-------- Supplied entries --------
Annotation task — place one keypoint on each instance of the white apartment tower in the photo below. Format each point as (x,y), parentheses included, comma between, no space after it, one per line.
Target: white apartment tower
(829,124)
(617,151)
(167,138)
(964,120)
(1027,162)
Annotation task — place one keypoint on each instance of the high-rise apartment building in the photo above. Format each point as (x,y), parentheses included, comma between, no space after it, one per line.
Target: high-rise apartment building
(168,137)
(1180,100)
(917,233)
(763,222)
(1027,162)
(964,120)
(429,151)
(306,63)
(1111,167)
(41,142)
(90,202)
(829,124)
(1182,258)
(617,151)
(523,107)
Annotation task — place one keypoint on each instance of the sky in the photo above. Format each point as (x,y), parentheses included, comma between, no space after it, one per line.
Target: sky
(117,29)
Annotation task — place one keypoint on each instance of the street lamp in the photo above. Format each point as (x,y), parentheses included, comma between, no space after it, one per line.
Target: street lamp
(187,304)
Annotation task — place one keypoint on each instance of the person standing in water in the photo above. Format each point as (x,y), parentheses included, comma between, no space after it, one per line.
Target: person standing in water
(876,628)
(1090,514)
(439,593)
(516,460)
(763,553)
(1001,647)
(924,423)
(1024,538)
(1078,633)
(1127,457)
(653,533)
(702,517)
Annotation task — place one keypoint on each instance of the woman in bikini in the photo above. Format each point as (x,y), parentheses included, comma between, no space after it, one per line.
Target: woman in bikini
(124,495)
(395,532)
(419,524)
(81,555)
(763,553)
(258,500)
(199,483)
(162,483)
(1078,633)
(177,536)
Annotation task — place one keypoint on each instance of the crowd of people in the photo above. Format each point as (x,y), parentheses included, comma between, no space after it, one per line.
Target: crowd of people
--------
◆ Exercise aim
Rewrite every record with each occurrence of "keypoint" replaced by "landmark" and all other text left unchanged.

◆ Completed task
Annotation task — place one landmark on each instance of the white apartment tower in the photo below. Format each point as (x,y), parentheses included, comma between, no space after it, one per line.
Target: white apartment tower
(829,124)
(617,151)
(167,138)
(964,120)
(1027,162)
Annotation task — place one landmark on each instance of the high-rise apartment building in the photo above. Format each point as (x,y), parentheses included, comma between, no space after it, one per line.
Target: high-rise apartment building
(168,137)
(1180,100)
(917,233)
(763,222)
(1027,162)
(964,120)
(429,151)
(306,63)
(1111,167)
(41,142)
(90,202)
(829,124)
(1182,258)
(617,151)
(523,107)
Annotation task — place one landmark on each instance of the sky in the photo above. Format each point as (x,y), parentheses included, comma between, no space after it, one per line.
Target: sky
(117,29)
Annotation task — place one landmark on each instance of the street lamp in the photo above. Format each point as (x,y), parentheses included, comma between, no space after it, one per line.
Target: street lamp
(187,304)
Annotation task — place one landmark on each instance of the person standing in water in the photo above. Format each point as (x,y), parentheses included, comma between, no space after it, one per line.
Target: person standing in water
(876,628)
(1090,514)
(439,593)
(516,460)
(763,553)
(1001,647)
(924,423)
(1024,538)
(1078,633)
(1127,457)
(653,533)
(702,517)
Annotation task — place one landmark on each instance of the woman in bikini in the photo above. Format each point as (x,y), parentheses included, comma between, no space after it, one per line.
Target: woman in bikini
(124,495)
(395,532)
(419,524)
(81,555)
(763,553)
(258,500)
(199,483)
(162,483)
(1078,633)
(177,536)
Annotation task — place one landmark on each instance of the crowd of people in the photo above. Format each point as (x,y), parentheses included, comma between, no space after it, one per line.
Target: crowd of people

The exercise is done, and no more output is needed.